What you should do: Present every line of the listing below as a Markdown table with two columns, Row and Line, leaving out any blank lines.

Task input:
>>

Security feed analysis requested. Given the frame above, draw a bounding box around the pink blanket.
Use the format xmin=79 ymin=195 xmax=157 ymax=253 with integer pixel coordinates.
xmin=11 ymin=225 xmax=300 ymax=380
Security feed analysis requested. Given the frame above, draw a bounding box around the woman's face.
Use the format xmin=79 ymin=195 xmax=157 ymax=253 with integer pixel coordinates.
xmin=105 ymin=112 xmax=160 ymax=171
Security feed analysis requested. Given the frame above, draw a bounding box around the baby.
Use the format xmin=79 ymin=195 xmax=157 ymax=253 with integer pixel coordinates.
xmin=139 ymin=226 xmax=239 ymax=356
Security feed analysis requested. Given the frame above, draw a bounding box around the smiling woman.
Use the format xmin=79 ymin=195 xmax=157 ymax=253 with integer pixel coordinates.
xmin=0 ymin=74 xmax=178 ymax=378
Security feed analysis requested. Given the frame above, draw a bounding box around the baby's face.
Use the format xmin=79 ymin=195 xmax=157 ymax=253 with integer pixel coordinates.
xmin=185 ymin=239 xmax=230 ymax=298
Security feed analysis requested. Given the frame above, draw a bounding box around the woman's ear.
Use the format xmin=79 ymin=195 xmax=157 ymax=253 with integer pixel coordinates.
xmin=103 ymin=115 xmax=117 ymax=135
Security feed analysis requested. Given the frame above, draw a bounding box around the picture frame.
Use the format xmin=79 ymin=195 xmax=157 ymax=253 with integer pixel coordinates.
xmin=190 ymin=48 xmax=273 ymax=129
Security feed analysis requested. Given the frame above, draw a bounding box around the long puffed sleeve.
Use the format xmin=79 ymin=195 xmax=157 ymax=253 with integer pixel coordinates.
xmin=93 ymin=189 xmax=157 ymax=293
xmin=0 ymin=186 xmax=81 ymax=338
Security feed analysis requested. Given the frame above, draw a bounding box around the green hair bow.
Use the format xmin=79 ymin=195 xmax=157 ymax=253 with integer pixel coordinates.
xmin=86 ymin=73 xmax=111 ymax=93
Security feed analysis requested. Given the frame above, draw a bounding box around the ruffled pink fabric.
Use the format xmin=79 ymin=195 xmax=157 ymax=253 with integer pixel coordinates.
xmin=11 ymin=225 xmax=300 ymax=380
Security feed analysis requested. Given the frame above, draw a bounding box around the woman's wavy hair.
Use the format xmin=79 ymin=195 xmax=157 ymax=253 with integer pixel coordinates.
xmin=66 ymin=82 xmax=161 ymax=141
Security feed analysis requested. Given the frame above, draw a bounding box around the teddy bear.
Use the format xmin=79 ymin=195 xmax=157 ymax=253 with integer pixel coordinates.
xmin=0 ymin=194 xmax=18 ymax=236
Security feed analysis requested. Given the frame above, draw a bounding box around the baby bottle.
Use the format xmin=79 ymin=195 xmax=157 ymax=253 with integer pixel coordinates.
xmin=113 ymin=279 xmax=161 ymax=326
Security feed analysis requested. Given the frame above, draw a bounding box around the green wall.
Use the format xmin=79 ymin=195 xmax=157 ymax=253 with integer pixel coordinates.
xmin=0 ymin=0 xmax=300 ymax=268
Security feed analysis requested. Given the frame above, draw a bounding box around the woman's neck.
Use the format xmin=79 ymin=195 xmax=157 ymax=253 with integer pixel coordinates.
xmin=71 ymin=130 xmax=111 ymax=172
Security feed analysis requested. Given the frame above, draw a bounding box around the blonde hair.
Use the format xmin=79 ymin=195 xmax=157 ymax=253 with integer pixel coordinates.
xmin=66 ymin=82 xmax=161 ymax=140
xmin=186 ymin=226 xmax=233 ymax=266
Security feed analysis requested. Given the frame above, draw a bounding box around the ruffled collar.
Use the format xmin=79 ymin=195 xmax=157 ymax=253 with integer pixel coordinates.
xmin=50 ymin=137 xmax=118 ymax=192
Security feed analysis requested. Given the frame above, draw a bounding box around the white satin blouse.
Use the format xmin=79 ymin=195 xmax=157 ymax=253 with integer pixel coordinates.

<<

Correct output:
| Row | Line |
|---|---|
| 1 | Security feed analysis requested. Given the frame above, draw a bounding box around the pink blanket. |
| 2 | Use the format xmin=79 ymin=195 xmax=157 ymax=253 with integer pixel coordinates. |
| 3 | xmin=11 ymin=225 xmax=300 ymax=380 |
| 4 | Security feed analysis requested. Given the frame above, draw a bounding box around the woman's face. |
| 5 | Use the format xmin=79 ymin=195 xmax=157 ymax=253 with integer pixel coordinates. |
| 6 | xmin=105 ymin=112 xmax=160 ymax=171 |
| 7 | Security feed analysis requested. Given the frame above, draw a bounding box around the baby. |
| 8 | Use the format xmin=79 ymin=195 xmax=157 ymax=253 with integer pixel coordinates. |
| 9 | xmin=139 ymin=226 xmax=239 ymax=356 |
| 10 | Security feed analysis requested. Given the frame above, draw a bounding box around the smiling woman. |
| 11 | Use the format xmin=79 ymin=195 xmax=157 ymax=253 with integer pixel coordinates. |
| 12 | xmin=0 ymin=74 xmax=178 ymax=378 |
| 13 | Security feed analysis requested. Given the frame above, draw a bounding box around the baby's face. |
| 14 | Use the format xmin=79 ymin=195 xmax=157 ymax=253 with integer pixel coordinates. |
| 15 | xmin=185 ymin=239 xmax=230 ymax=298 |
| 16 | Security feed analysis requested. Given the frame above, draw a bounding box around the woman's ear. |
| 17 | Use the format xmin=79 ymin=195 xmax=157 ymax=253 with integer pixel coordinates. |
| 18 | xmin=103 ymin=115 xmax=117 ymax=135 |
| 19 | Security feed analysis requested. Given the frame above, draw a bounding box around the picture frame. |
| 20 | Use the format xmin=79 ymin=195 xmax=157 ymax=253 with integer pixel coordinates. |
| 21 | xmin=190 ymin=48 xmax=273 ymax=129 |
| 22 | Security feed analysis requested. Given the frame above, draw a bounding box around the long puffed sleeve. |
| 23 | Use the format xmin=79 ymin=195 xmax=157 ymax=253 with integer pixel coordinates. |
| 24 | xmin=93 ymin=189 xmax=157 ymax=293 |
| 25 | xmin=0 ymin=186 xmax=81 ymax=338 |
| 26 | Security feed analysis requested. Given the frame above, draw a bounding box around the green hair bow. |
| 27 | Use the format xmin=79 ymin=195 xmax=157 ymax=253 with integer pixel coordinates. |
| 28 | xmin=86 ymin=73 xmax=111 ymax=93 |
| 29 | Security feed analysis requested. Given the frame above, draw a bounding box around the ruffled pink fabric. |
| 30 | Use the format xmin=79 ymin=195 xmax=157 ymax=253 with integer pixel coordinates. |
| 31 | xmin=11 ymin=225 xmax=300 ymax=380 |
| 32 | Security feed analysis requested. Given the frame above, draw a bounding box around the woman's wavy hair. |
| 33 | Use the format xmin=79 ymin=195 xmax=157 ymax=253 with integer pixel coordinates. |
| 34 | xmin=66 ymin=82 xmax=161 ymax=141 |
| 35 | Security feed analysis requested. Given the frame above, draw a bounding box around the teddy bear. |
| 36 | Use the format xmin=79 ymin=195 xmax=157 ymax=253 with integer pixel coordinates. |
| 37 | xmin=0 ymin=194 xmax=18 ymax=236 |
| 38 | Security feed analysis requested. Given the frame above, draw a bounding box around the baby bottle. |
| 39 | Use the format xmin=79 ymin=195 xmax=157 ymax=253 with integer pixel coordinates. |
| 40 | xmin=113 ymin=279 xmax=161 ymax=326 |
| 41 | Security feed analysis requested. Given the frame above, draw a bounding box around the green wall. |
| 42 | Use the format xmin=79 ymin=195 xmax=157 ymax=253 with integer pixel coordinates. |
| 43 | xmin=0 ymin=0 xmax=300 ymax=268 |
| 44 | Security feed analysis requested. Given the frame above, draw a bounding box around the woman's neck. |
| 45 | Use the format xmin=79 ymin=195 xmax=157 ymax=253 with integer pixel coordinates. |
| 46 | xmin=71 ymin=130 xmax=111 ymax=172 |
| 47 | Security feed analysis requested. Given the frame above, draw a bounding box around the blonde hair. |
| 48 | Use the format xmin=79 ymin=195 xmax=157 ymax=253 with integer pixel coordinates. |
| 49 | xmin=66 ymin=82 xmax=161 ymax=140 |
| 50 | xmin=186 ymin=226 xmax=233 ymax=266 |
| 51 | Security feed analysis requested. Given the frame above, draw a bounding box around the ruffled collar. |
| 52 | Use the format xmin=79 ymin=195 xmax=157 ymax=253 with integer pixel coordinates. |
| 53 | xmin=50 ymin=137 xmax=118 ymax=192 |
| 54 | Security feed analysis requested. Given the frame above, draw a bounding box around the white satin blouse. |
| 55 | Use the format xmin=79 ymin=195 xmax=157 ymax=253 with integer pixel coordinates. |